Tarefa escrita 1: De acordo com a premissa c do texto sobre o efeito Dunning Kruger, por que os indivíduos incompetentes são menos capazes de usar informação sobre o desempenho de outras pessoas para melhorar o próprio?
Tarefa escrita 2: No texto sobre o efeito Dunning Kruger, reescreva o trecho que vai de "Informação é Poder!" até "Kruger! (Parte I)", substituindo "estrategista" por "calculista".
Tarefa escrita 3: Resuma em duas frases o texto sobre o efeito Dunning Kruger.

Texto:
__________
Vida Destra

Informação é Poder!

Política

Bolsonaro é traidor? Não, é estrategista. E você sofre de Dunning Kruger! (Parte II)

A primeira parte está aqui : Bolsonaro é traidor? Não, é estrategista! E você sofre de Dunning Kruger! (Parte I)


 

Justin Kruger e David Dunnig foram dois pesquisadores que aplicaram testes de auto avaliação de lógica, administração e percepção de humor a estudantes da Universidade de Cornell, nos EUA ¹.  As premissas do estudo foram as seguintes:

a) Indivíduos incompetentes sobre determinada área de conhecimento, comparados com indivíduos competentes, superestimam suas habilidades e desempenho em relação a critérios objetivos;
b) Indivíduos incompetentes não conseguem reconhecer corretamente a superioridade dos indivíduos competentes e mais capazes;
c) Indivíduos incompetentes são menos hábeis que os competentes para obter insights sobre a extensão de sua ignorância, quando obtém informações comparativas. Por não reconhecerem a competência alheia, os incompetentes são menos capazes de usar informação sobre escolhas e desempenho de outras pessoas, de modo a melhorar o seu próprio desempenho;
d) Os incompetentes só conseguem avaliar sua própria ignorância depois de receberem o devido treinamento para dominar aquela habilidade de conhecimento que lhes falta

Essas premissas se confirmaram após a análise dos dados obtidos nos testes. Em síntese, os resultados detectaram o seguinte: os estudantes que tiraram as notas mais baixas e que, portanto, menos sabiam sobre os temas avaliados, superestimaram suas habilidades, dando notas, a si mesmos, bem maiores do que aquelas efetivamente obtidas. Por outro lado, com os estudantes que conseguiram as notas mais altas ocorreu o inverso: atribuíram a si notas mais baixas do que as alcançadas, subestimando suas aptidões. Em suma, os resultados apontavam que “a ignorância gera confiança com mais frequência do que o conhecimento”².

Esse gráfico abaixo exemplifica o efeito Dunnig Kruger.
__________
Material apresentado:
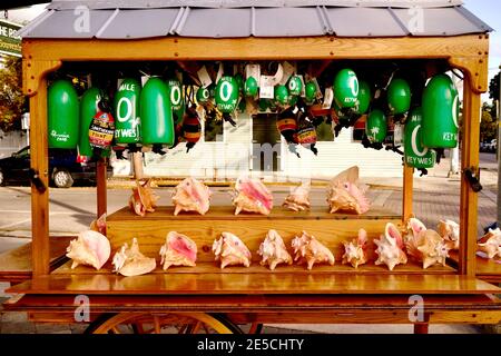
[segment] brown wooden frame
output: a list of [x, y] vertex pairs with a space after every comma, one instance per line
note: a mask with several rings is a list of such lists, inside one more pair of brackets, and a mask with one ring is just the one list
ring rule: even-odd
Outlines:
[[[126, 46], [125, 46], [126, 44]], [[305, 50], [307, 48], [307, 50]], [[375, 55], [377, 53], [377, 55]], [[479, 172], [480, 95], [488, 90], [489, 34], [405, 38], [24, 39], [23, 91], [30, 97], [31, 167], [48, 186], [47, 73], [63, 61], [444, 59], [464, 75], [459, 274], [475, 275], [478, 195], [463, 171]], [[403, 220], [412, 215], [413, 169], [404, 167]], [[106, 169], [98, 169], [98, 215], [106, 211]], [[49, 274], [49, 190], [31, 188], [33, 276]]]

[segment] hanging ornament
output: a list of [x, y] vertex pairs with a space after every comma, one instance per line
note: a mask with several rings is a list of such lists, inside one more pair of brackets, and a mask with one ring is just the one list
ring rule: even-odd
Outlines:
[[411, 108], [411, 87], [401, 78], [394, 78], [387, 88], [387, 105], [392, 115], [404, 115]]
[[423, 145], [428, 148], [458, 146], [459, 93], [446, 75], [433, 77], [423, 92]]
[[77, 148], [79, 102], [77, 90], [69, 80], [59, 79], [47, 93], [49, 148]]
[[288, 79], [287, 89], [291, 96], [301, 96], [301, 92], [303, 91], [303, 81], [299, 76], [292, 76]]
[[254, 77], [248, 77], [244, 85], [244, 93], [246, 97], [256, 97], [259, 86]]
[[92, 118], [89, 127], [89, 144], [95, 157], [101, 155], [111, 147], [115, 136], [115, 119], [111, 116], [109, 102], [101, 95], [98, 103], [98, 112]]
[[355, 108], [358, 102], [358, 78], [351, 69], [342, 69], [334, 78], [334, 100], [341, 109]]

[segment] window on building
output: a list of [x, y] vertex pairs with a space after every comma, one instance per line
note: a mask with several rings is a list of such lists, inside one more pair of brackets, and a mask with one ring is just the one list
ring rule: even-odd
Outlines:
__________
Solução 1: Porque não reconhecem a competência alheia.

Solução 2:
Informação é Poder!

Política

Bolsonaro é traidor? Não, é calculista. E você sofre de Dunning Kruger! (Parte II)

A primeira parte está aqui : Bolsonaro é traidor? Não, é calculista! E você sofre de Dunning Kruger! (Parte I)

Solução 3: Justin Kruger e David Dunning aplicaram testes de autoavaliação de lógica, administração e percepção de humor a estudantes da Universidade de Cornell. As premissas do estudo se confirmaram: os estudantes com as notas mais baixas superestimaram suas habilidades, enquanto os de notas mais altas as subestimaram.